» **INSTRUCTION**: Update the records below by replacing every "Target" with "Object", keeping all other text the same. Omit the pictures from your version.

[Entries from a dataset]
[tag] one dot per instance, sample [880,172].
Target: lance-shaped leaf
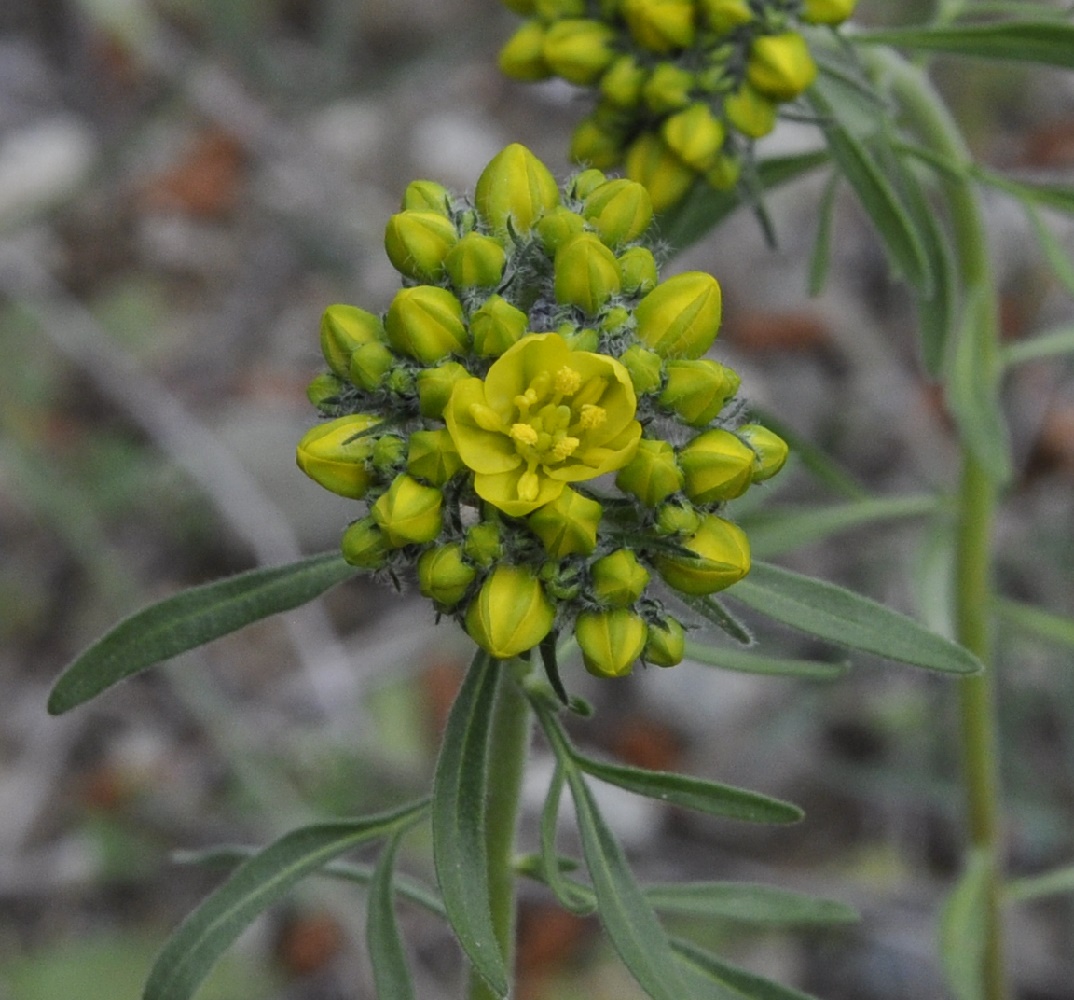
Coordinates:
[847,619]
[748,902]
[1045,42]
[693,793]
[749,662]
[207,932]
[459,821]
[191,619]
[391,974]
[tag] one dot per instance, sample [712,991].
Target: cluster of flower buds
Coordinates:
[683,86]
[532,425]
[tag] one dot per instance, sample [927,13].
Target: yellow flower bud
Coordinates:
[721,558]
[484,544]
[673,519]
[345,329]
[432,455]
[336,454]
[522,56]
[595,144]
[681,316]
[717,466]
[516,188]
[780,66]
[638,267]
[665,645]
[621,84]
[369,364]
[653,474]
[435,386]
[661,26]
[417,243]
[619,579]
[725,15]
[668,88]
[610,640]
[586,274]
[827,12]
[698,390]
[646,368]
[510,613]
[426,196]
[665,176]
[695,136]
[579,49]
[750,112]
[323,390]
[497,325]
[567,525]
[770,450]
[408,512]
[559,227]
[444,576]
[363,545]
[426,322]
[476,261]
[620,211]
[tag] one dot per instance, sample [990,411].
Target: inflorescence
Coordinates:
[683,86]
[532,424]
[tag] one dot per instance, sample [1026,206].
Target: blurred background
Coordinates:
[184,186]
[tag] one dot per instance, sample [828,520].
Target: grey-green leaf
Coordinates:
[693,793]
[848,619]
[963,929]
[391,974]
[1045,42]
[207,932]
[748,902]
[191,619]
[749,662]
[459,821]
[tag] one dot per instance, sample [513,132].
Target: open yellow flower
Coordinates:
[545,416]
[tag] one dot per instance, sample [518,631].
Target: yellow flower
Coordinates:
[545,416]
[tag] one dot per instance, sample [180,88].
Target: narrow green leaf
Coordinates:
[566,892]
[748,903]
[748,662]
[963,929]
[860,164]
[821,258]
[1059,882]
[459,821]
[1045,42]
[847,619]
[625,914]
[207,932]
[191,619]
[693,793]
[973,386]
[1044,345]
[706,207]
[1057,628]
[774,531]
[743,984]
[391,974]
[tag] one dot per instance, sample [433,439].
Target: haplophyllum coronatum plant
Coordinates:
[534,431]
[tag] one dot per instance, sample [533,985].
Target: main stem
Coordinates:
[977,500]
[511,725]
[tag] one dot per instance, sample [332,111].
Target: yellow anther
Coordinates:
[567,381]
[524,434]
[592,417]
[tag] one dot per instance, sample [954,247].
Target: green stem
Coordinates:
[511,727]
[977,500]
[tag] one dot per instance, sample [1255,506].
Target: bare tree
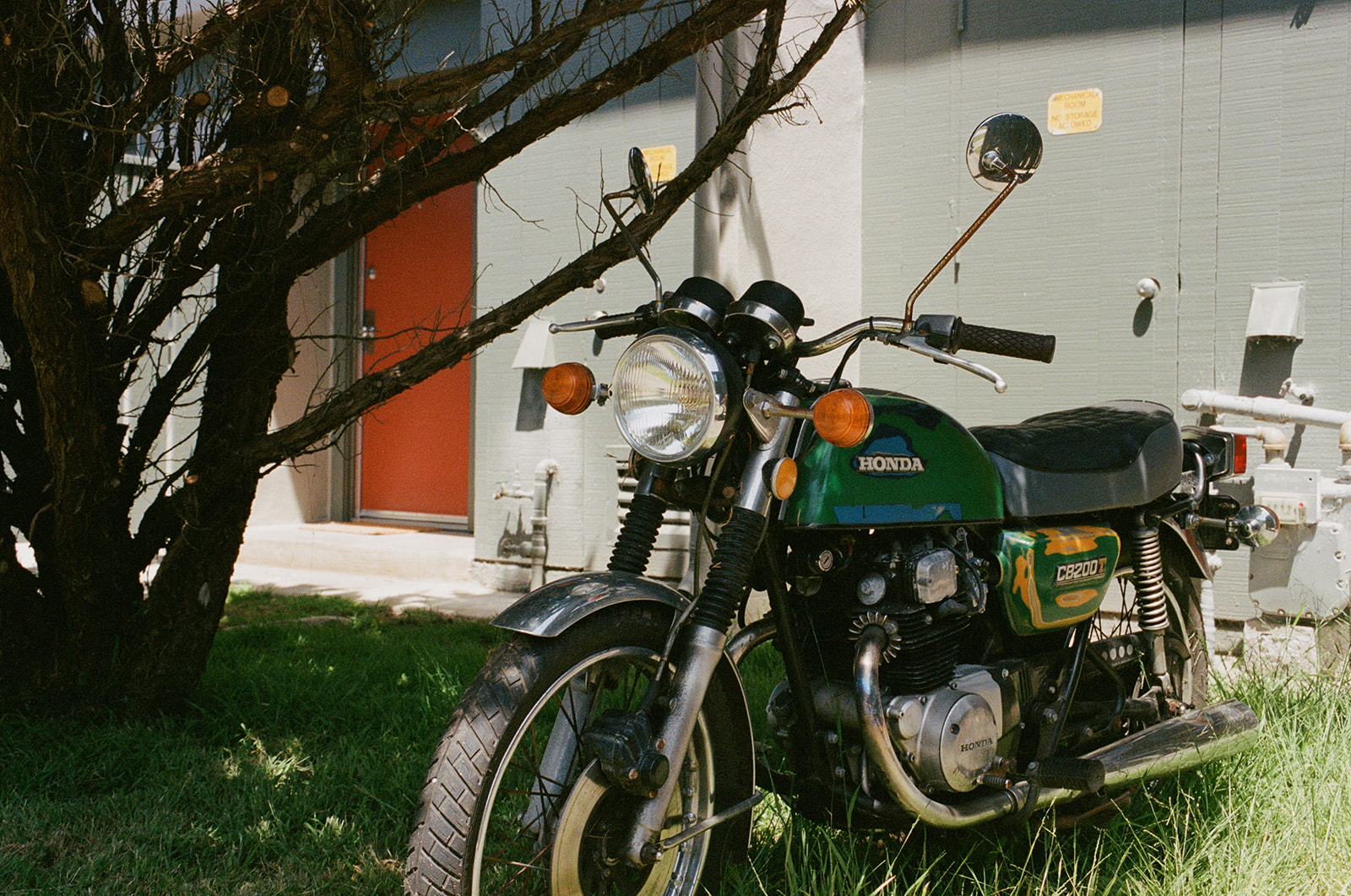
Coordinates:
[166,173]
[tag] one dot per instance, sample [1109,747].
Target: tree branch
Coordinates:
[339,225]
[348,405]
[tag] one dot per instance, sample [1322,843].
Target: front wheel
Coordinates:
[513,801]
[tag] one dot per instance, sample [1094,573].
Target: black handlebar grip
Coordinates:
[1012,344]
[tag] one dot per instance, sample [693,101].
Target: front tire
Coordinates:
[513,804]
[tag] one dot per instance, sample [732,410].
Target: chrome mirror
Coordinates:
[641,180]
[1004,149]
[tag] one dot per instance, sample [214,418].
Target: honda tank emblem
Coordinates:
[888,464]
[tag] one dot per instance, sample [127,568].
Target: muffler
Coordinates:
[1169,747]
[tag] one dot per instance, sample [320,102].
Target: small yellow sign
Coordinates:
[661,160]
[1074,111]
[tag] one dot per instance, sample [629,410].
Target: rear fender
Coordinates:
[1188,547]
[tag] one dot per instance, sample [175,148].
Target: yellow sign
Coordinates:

» **FINISHED EXERCISE**:
[tag] one dot per instance, sample [880,172].
Object: lance-shaped leaf
Coordinates:
[847,619]
[748,902]
[1045,42]
[693,793]
[749,662]
[207,932]
[459,821]
[191,619]
[391,974]
[tag] one dot per instance, sample [712,991].
Object: cluster of flower buds
Coordinates:
[683,86]
[532,425]
[tag] one dot per instance, sample [927,13].
Object: yellow flower bud
Coordinates:
[721,558]
[484,544]
[673,519]
[345,329]
[432,455]
[336,454]
[522,56]
[595,144]
[681,316]
[717,466]
[516,188]
[780,66]
[638,267]
[665,645]
[621,84]
[369,364]
[653,474]
[435,386]
[661,26]
[417,243]
[619,579]
[725,15]
[668,88]
[610,640]
[586,274]
[827,12]
[698,390]
[646,368]
[510,613]
[426,196]
[665,176]
[695,136]
[579,49]
[750,112]
[323,390]
[497,325]
[567,525]
[770,450]
[408,512]
[559,227]
[444,576]
[363,545]
[426,322]
[476,261]
[620,211]
[tag] one dot per instance, sample [990,411].
Object: inflorescence
Coordinates:
[683,86]
[532,424]
[tag] one dot per instance, sample [1026,206].
Object: blurred background
Coordinates:
[184,186]
[tag] one dot per instance, sample [828,520].
Object: grey-green leaf
Coordinates:
[693,793]
[848,619]
[963,929]
[391,974]
[1045,42]
[207,932]
[748,902]
[191,619]
[749,662]
[459,821]
[tag] one dot per instance, sample [513,132].
Object: open yellow flower
Coordinates:
[545,416]
[tag] one dot per instance, sample [518,631].
Object: yellow flower
Coordinates:
[545,416]
[tag] one dot per instance, sample [180,88].
Object: narrow green leaf
Coordinates:
[566,892]
[748,903]
[748,662]
[963,929]
[860,164]
[821,258]
[1059,882]
[459,821]
[1045,42]
[847,619]
[625,914]
[207,932]
[191,619]
[693,793]
[973,386]
[1044,345]
[706,207]
[1057,628]
[774,531]
[743,984]
[391,974]
[tag] one dot per instance, sample [433,439].
Object: haplophyllum coronatum plant
Coordinates:
[534,431]
[tag] one dot per instance, sample [533,985].
Object: main stem
Coordinates:
[977,500]
[511,725]
[tag] one dot per instance, sample [332,111].
Object: yellow anther
Coordinates:
[567,381]
[524,434]
[592,417]
[tag] one dot per instance, sample [954,247].
Object: green stem
Coordinates:
[511,727]
[977,500]
[tag] one dot per instance, sample [1255,506].
Object: bare tree
Coordinates:
[166,173]
[tag] one dot per instance, sample [1109,747].
Object: tree branch
Coordinates:
[339,225]
[348,405]
[tag] one dot per instance, sample [1322,843].
Object: front wheel
Coordinates:
[513,801]
[tag] one dot per instance, sample [1094,573].
Object: black handlebar grip
Coordinates:
[1012,344]
[tag] one dot per instance, sample [693,101].
Object: front tire
Coordinates:
[513,804]
[tag] one dot per instance, sample [732,410].
Object: chrome mirror
Coordinates:
[641,180]
[1004,149]
[tag] one dot per instance, sample [214,418].
Object: honda tank emblem
Coordinates:
[888,464]
[tag] one dot per instance, sample [127,568].
Object: muffler
Coordinates:
[1169,747]
[tag] one dot per instance, sample [320,102].
Object: small yellow sign
Coordinates:
[661,160]
[1074,111]
[tag] one dot per instance, sample [629,410].
Object: rear fender
Coordinates:
[1188,547]
[tag] one dot per instance, sample [175,148].
Object: yellow sign
Coordinates:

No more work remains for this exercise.